------ Excerpt ------
A. Whether the assailants were Okie Dokie or INK employees
In order to survive summary judgment, Anthony must put forth evidence that his assailants were Okie Dokie or INK employees. Looking at the facts in the record, we note that there was deposition testimony that Anthony's assailants were dressed in black and carrying flashlights and walkie-talkies. Barnes himself testified that Dream security wore black suits and carried walkie-talkies and flashlights, and that INK security at some point dressed in black shirts and pants. Additionally, there was testimony that Jerrell Reeves, an INK employee, was involved in the initial altercation with Anthony.2 Both Anthony and Khalil Cotton, one of the occupants of Anthony's car, testified that Anthony was chased down the street by one or more of the men involved in the initial altercation right outside Dream. Anthony identified them as “security,” and they were dressed in the dark clothing that the record showed was the uniform at some point for INK security guards, as well as for Dream security guards. Moreover, they were described as having flashlights and walkie-talkies, items admittedly carried by the security guards. Thus, we conclude that there was sufficient evidence in the record to create genuine issues of material fact about whether Anthony was assaulted by INK security guards and accordingly, that the matter should have been permitted to go to a jury.
B. Whether a master-servant relationship existed between Okie Dokie and INK employees
Although Anthony has put forth sufficient evidence for a reasonable fact-finder to find that his assailants were INK employees, he also must put forth sufficient evidence to allow a reasonable fact-finder to conclude that Okie Dokie is liable for the actions of INK employees. Generally, a company is not liable for the acts of its independent contractors. See Washington Metro. Area Transit Auth. v. L'Enfant Plaza Props., Inc., 448 A.2d 864, 868 (D.C.1982) (citation omitted). A company is liable for the actions of a contracted security guard, however, if it has a master-servant relationship with the security guard. Brown v. Argenbright Sec., Inc., 782 A.2d 752, 759 (D.C.2001) (citation omitted).
------
_Request 1_
Return every line of the records below that contains the word "tied", matching case exactly.
------ Data for processing ------
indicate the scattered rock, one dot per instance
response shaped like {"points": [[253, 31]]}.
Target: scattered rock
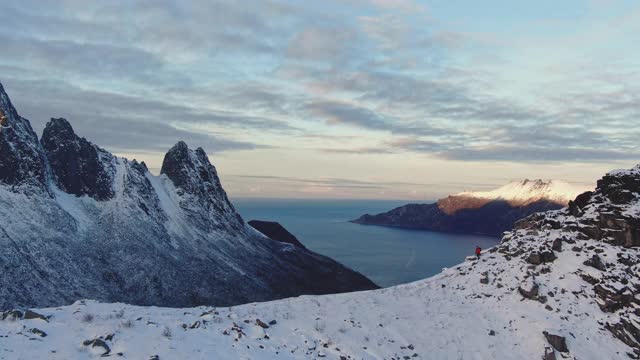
{"points": [[11, 315], [549, 354], [558, 342], [261, 324], [530, 291], [596, 262], [38, 332], [34, 315]]}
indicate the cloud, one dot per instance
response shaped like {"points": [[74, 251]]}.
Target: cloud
{"points": [[123, 123], [247, 75]]}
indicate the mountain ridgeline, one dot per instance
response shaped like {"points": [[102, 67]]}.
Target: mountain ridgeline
{"points": [[484, 213], [78, 222]]}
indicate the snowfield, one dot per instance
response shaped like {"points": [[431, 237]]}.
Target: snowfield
{"points": [[450, 316], [529, 191]]}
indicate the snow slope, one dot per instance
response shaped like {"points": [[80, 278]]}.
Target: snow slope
{"points": [[529, 191], [562, 284]]}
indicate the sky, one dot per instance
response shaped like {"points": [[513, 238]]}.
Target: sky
{"points": [[351, 99]]}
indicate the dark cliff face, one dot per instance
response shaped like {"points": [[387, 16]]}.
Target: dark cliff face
{"points": [[603, 227], [169, 240], [21, 158], [492, 218], [275, 231], [196, 178], [78, 167]]}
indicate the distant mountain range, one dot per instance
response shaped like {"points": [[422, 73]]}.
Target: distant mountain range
{"points": [[78, 222], [484, 212]]}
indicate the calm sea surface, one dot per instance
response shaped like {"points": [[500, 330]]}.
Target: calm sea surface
{"points": [[387, 256]]}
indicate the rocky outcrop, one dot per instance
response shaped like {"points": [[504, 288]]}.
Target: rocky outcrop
{"points": [[78, 222], [605, 226], [491, 218], [275, 231], [22, 161], [78, 167]]}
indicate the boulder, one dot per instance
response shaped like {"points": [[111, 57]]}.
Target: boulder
{"points": [[556, 341], [98, 343], [529, 291], [596, 262]]}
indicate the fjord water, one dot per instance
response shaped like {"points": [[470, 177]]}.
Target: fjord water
{"points": [[388, 256]]}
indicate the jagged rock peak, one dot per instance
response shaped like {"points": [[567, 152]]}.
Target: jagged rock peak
{"points": [[22, 163], [78, 166], [190, 170]]}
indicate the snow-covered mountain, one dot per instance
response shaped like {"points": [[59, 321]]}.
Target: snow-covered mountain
{"points": [[482, 212], [78, 222], [529, 191], [563, 284]]}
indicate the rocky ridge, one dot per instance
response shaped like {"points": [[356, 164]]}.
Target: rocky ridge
{"points": [[484, 213], [78, 222], [561, 285]]}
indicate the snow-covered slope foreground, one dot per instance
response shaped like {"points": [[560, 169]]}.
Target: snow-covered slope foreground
{"points": [[562, 285], [485, 212], [78, 222]]}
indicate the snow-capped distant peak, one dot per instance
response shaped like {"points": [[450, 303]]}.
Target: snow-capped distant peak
{"points": [[527, 191]]}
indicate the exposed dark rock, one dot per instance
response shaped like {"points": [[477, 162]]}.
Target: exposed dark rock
{"points": [[492, 218], [556, 341], [549, 354], [11, 315], [79, 167], [627, 331], [596, 262], [29, 314], [261, 324], [536, 258], [612, 300], [38, 332], [529, 292], [22, 160], [170, 240], [275, 231], [98, 343]]}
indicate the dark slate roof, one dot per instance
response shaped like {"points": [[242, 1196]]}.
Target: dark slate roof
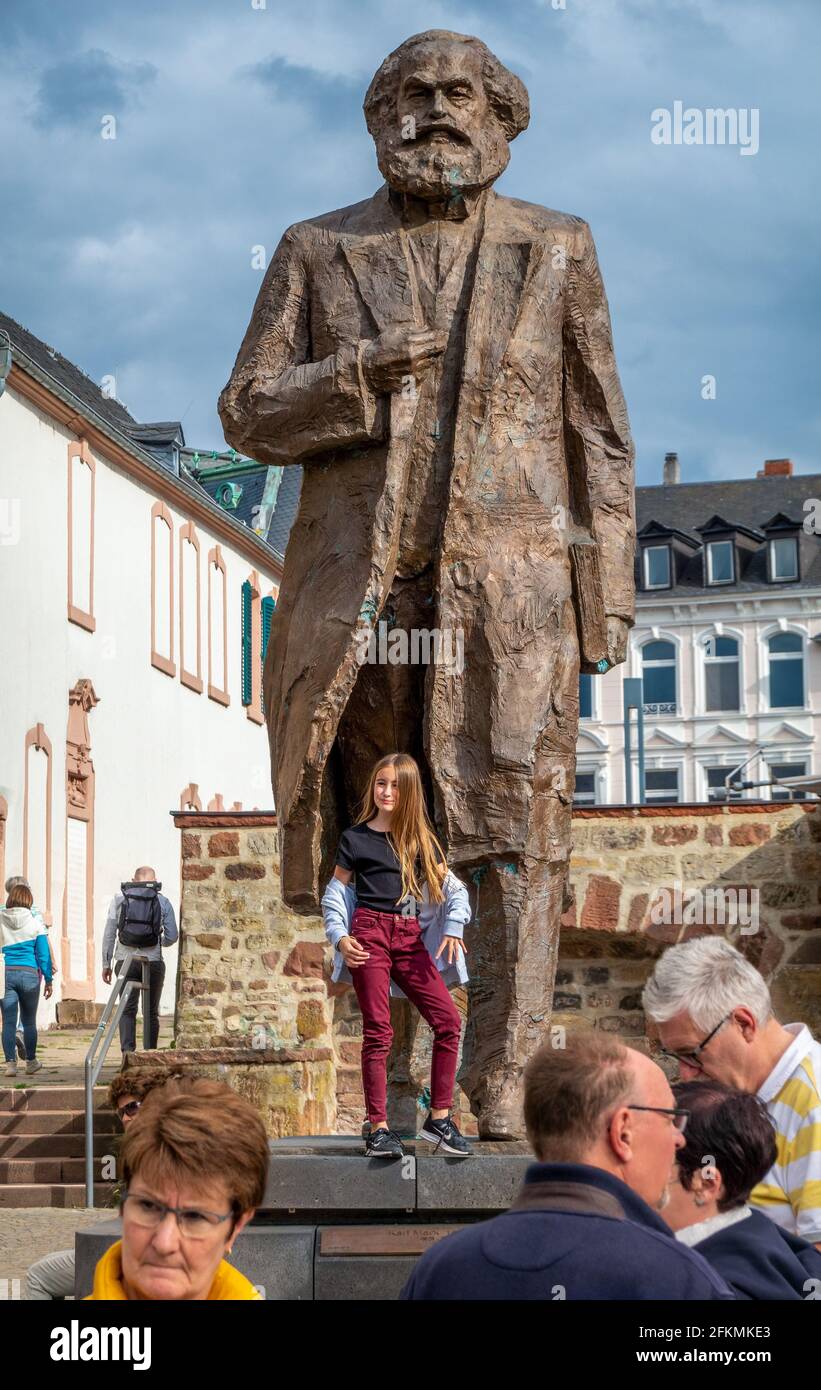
{"points": [[68, 375], [152, 439], [748, 503], [286, 508], [159, 431], [253, 487], [250, 496]]}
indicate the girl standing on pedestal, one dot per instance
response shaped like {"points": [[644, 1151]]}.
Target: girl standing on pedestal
{"points": [[395, 912]]}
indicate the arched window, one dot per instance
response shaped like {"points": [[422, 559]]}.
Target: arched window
{"points": [[163, 590], [721, 674], [252, 648], [586, 697], [81, 535], [189, 798], [659, 677], [217, 627], [786, 670], [191, 672], [268, 606]]}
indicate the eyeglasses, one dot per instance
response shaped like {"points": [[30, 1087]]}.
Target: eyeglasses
{"points": [[692, 1058], [679, 1118], [149, 1214]]}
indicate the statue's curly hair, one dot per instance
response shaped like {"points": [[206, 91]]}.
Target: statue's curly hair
{"points": [[506, 93]]}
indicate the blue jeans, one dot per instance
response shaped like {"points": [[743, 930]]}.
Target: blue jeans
{"points": [[22, 987]]}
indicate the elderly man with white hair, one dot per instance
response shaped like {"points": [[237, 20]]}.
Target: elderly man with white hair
{"points": [[714, 1016]]}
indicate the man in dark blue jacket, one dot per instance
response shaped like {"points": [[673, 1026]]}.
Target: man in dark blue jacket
{"points": [[604, 1127]]}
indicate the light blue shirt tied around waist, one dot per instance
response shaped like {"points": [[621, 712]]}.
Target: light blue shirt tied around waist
{"points": [[111, 943], [436, 920]]}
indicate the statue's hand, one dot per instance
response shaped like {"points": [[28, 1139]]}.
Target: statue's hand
{"points": [[400, 353], [617, 640]]}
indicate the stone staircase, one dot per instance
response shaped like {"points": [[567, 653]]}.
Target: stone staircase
{"points": [[42, 1146]]}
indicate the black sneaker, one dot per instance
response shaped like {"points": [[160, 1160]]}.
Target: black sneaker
{"points": [[445, 1136], [382, 1143]]}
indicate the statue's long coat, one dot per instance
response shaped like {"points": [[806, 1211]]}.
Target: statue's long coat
{"points": [[541, 445]]}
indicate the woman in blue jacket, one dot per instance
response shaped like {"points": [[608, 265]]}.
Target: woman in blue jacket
{"points": [[730, 1146], [25, 955]]}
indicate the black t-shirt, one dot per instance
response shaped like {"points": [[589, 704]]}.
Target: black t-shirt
{"points": [[377, 870]]}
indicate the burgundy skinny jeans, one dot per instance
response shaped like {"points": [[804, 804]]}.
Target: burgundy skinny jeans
{"points": [[397, 952]]}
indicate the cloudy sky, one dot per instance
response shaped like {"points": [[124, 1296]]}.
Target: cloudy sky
{"points": [[236, 117]]}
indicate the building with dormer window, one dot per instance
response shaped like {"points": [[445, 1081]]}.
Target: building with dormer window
{"points": [[135, 610], [727, 641]]}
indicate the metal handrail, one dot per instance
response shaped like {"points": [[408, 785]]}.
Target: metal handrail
{"points": [[109, 1023]]}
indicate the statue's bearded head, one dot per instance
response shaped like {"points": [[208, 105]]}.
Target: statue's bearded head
{"points": [[442, 111]]}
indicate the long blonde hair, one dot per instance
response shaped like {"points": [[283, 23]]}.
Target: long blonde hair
{"points": [[411, 833]]}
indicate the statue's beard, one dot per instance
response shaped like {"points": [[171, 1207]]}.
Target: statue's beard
{"points": [[443, 168]]}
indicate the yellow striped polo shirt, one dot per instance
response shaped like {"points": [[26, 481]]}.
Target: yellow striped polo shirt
{"points": [[791, 1191]]}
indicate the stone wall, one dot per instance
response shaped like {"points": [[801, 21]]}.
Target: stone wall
{"points": [[632, 865], [254, 977], [252, 993]]}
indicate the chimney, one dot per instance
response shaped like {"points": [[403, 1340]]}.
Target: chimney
{"points": [[671, 470]]}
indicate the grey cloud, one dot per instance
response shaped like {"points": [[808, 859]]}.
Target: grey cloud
{"points": [[82, 89]]}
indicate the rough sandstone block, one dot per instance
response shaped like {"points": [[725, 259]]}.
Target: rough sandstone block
{"points": [[802, 920], [749, 834], [224, 844], [638, 912], [674, 834], [243, 870], [310, 1019], [602, 900]]}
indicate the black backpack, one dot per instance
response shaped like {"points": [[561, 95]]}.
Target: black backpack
{"points": [[141, 915]]}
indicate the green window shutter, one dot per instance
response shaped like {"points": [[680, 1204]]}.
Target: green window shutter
{"points": [[246, 642], [268, 605]]}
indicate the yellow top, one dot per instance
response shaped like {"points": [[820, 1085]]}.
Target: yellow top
{"points": [[109, 1287]]}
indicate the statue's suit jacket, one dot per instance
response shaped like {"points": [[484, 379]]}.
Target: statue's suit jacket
{"points": [[541, 446]]}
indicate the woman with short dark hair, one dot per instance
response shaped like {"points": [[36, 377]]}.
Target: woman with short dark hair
{"points": [[193, 1164], [730, 1146]]}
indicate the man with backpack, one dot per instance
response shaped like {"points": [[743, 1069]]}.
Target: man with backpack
{"points": [[139, 919]]}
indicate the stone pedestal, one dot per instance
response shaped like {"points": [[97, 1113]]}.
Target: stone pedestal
{"points": [[335, 1225]]}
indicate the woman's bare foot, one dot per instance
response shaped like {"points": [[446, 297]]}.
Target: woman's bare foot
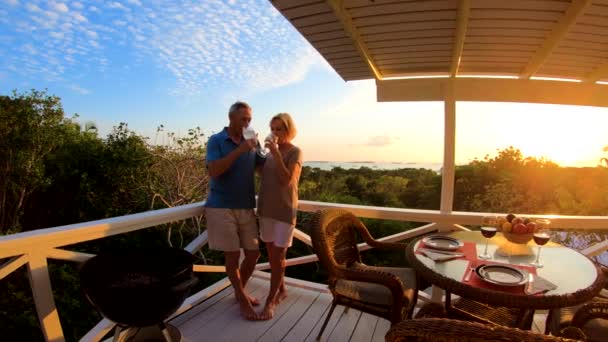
{"points": [[247, 310], [267, 313], [254, 301], [281, 296]]}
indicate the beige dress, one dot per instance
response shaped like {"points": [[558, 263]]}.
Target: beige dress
{"points": [[275, 200]]}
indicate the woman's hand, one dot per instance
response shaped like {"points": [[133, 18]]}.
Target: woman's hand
{"points": [[272, 146]]}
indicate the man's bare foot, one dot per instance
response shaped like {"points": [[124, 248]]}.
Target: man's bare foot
{"points": [[281, 296], [247, 311], [254, 301], [267, 313]]}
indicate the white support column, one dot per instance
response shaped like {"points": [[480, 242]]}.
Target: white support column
{"points": [[43, 298], [449, 149]]}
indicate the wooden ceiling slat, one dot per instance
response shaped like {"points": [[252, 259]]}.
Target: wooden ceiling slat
{"points": [[343, 54], [326, 36], [586, 37], [589, 29], [417, 54], [496, 53], [413, 26], [312, 9], [409, 42], [515, 14], [409, 34], [521, 4], [398, 61], [402, 7], [315, 19], [510, 23], [394, 49], [504, 40], [582, 51], [334, 26], [286, 4], [492, 63], [431, 68], [584, 45], [596, 20], [340, 48], [509, 32], [475, 59], [404, 18], [500, 47], [333, 42], [364, 3]]}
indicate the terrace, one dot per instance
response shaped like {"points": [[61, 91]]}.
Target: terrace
{"points": [[533, 51]]}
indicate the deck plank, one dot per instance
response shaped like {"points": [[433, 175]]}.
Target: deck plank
{"points": [[335, 317], [298, 318], [251, 330], [200, 308], [381, 330], [364, 330], [222, 313], [345, 327], [291, 318], [310, 318]]}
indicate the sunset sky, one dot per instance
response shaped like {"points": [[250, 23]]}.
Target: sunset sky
{"points": [[181, 64]]}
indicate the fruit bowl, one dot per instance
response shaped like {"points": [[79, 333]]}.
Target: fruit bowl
{"points": [[518, 238]]}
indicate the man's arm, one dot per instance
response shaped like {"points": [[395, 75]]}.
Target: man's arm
{"points": [[217, 167]]}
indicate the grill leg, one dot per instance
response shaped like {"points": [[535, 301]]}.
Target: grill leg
{"points": [[165, 330], [117, 332]]}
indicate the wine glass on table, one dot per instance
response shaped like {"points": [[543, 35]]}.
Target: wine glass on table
{"points": [[541, 237], [488, 230]]}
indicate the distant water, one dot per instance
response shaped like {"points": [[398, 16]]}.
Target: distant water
{"points": [[328, 165]]}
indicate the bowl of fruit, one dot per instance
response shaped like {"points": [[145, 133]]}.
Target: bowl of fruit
{"points": [[517, 229]]}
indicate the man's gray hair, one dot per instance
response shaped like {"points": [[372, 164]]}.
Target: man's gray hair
{"points": [[236, 106]]}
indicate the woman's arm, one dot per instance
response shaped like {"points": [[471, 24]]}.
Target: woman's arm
{"points": [[287, 173]]}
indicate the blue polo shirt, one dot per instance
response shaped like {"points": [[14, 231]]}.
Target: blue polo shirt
{"points": [[233, 189]]}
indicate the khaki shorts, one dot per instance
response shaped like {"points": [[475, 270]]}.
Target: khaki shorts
{"points": [[232, 229], [275, 231]]}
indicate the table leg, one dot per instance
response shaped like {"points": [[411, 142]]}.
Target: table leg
{"points": [[436, 294]]}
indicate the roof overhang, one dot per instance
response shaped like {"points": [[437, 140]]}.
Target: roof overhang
{"points": [[520, 39]]}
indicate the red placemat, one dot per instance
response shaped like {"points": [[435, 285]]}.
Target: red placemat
{"points": [[478, 282], [468, 249]]}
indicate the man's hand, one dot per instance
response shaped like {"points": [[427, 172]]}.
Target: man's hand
{"points": [[248, 145]]}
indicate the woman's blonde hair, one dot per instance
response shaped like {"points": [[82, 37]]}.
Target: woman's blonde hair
{"points": [[287, 121]]}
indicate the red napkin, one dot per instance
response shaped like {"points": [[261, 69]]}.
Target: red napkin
{"points": [[478, 282]]}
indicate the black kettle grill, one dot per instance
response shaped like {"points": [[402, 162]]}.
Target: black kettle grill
------
_Request 2_
Translate this sentence from the court opinion into Spanish: "Generally, a company is not liable for the acts of its independent contractors."

_Full solution 1_
indicate the light blue shirt tied around waist, one dot per instance
Target: light blue shirt tied around waist

_Full solution 2_
Por lo general, una empresa no es responsable de los actos de sus contratistas independientes.